▸ **TEXT EXCERPT**
The appellant contends before this Court, as he did before the Court of Military Review, that the military judge erred in failing to strike, sua sponte, the direct testimony of a prosecution rebuttal witness who had invoked his Fifth Amendment1 privilege against self-incrimination during cross-examination. We hold that the judge did not err, but that defense counsel’s failure to move for such remedy under the circumstances constituted ineffective assistance of counsel.

A review of the testimony offered at trial by each side relevant to the matters before us is necessary as a predicate to this opinion. The principal prosecution witness, Private First Class Michael Daniels (a confessed drug user turned CID informant) had known the appellant for about 3 months before the incident in question. Desiring to make a drug purchase from a fellow soldier named Martinez, and knowing that Martinez and the appellant were friends, Daniels approached the appellant about 7:00 on the morning of June 21,1974, and asked the latter for some tetrahydrocannabinol (THC). The appellant responded that he had none, but that Martinez might have some. Daniels asked the appellant to talk to Martinez about selling Daniels some of his THC. After several unsuccessful attempts to reach Martinez throughout that workday, Daniels himself contacted Martinez in the barracks about 4:00 that afternoon. Martinez told Daniels that he had some THC but that it was in Bor’s car. Shortly thereafter, while Martinez was in the shower, Bor arrived in the squad bay with some THC. According to Daniels, the appellant took three tablets from Bor’s plastic bag, in Bor’s presence, and gave them to Daniels in exchange for a $10 bill, returning $1.00 change to Daniels. Daniels testified that the $10 bill had been given him by a CID agent named Sanchez for the purpose of making a controlled buy. After *284the transaction, Daniels said he left the barracks, contacted Sanchez, and gave the agent three tablets and the $1.00.

Agent Sanchez confirmed that Daniels had made a controlled buy on June 21 from the appellant in Bor’s presence. He indicated that the appellant was not apprehended on these charges until a month later, so that Daniels could make additional buys on the installation. When the appellant finally was taken into custody, his person, wall locker, and possessions were searched, but neither the $10 bill nor any contraband was discovered.

For the defense, Staff Sergeant Huff, who had known Daniels for 8 months, during 4 of which he was Daniels’ platoon sergeant, testified that, based on his day-today observation of Daniels, he considered Daniels both unreliable and unbelievable, even under oath.

▸ **YOUR TASK**
Extract the passage of the court opinion from "Agent Sanchez confirmed" to "even under oath.", copying it word for word. The material after this court opinion excerpt comes from a separate source.

▸ **GIVEN INFORMATION**

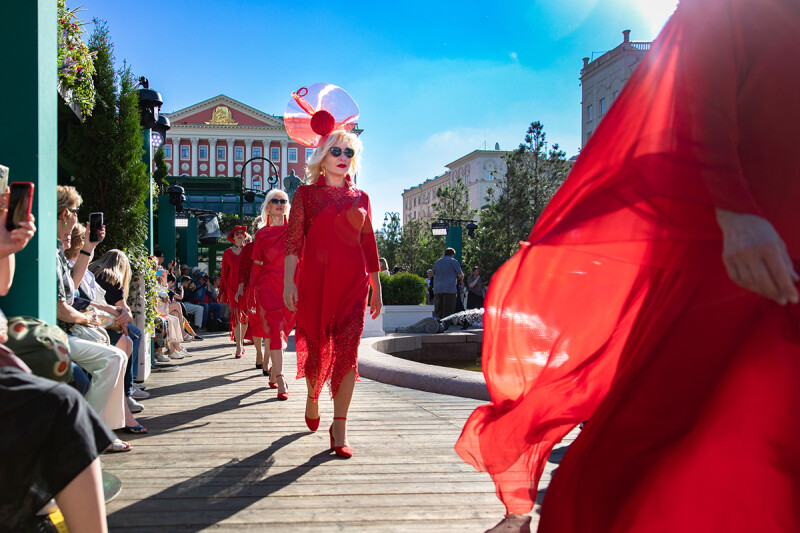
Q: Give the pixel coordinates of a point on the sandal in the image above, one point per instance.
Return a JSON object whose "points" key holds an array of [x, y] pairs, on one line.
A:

▸ **THE ANSWER**
Agent Sanchez confirmed that Daniels had made a controlled buy on June 21 from the appellant in Bor’s presence. He indicated that the appellant was not apprehended on these charges until a month later, so that Daniels could make additional buys on the installation. When the appellant finally was taken into custody, his person, wall locker, and possessions were searched, but neither the $10 bill nor any contraband was discovered.

For the defense, Staff Sergeant Huff, who had known Daniels for 8 months, during 4 of which he was Daniels’ platoon sergeant, testified that, based on his day-today observation of Daniels, he considered Daniels both unreliable and unbelievable, even under oath.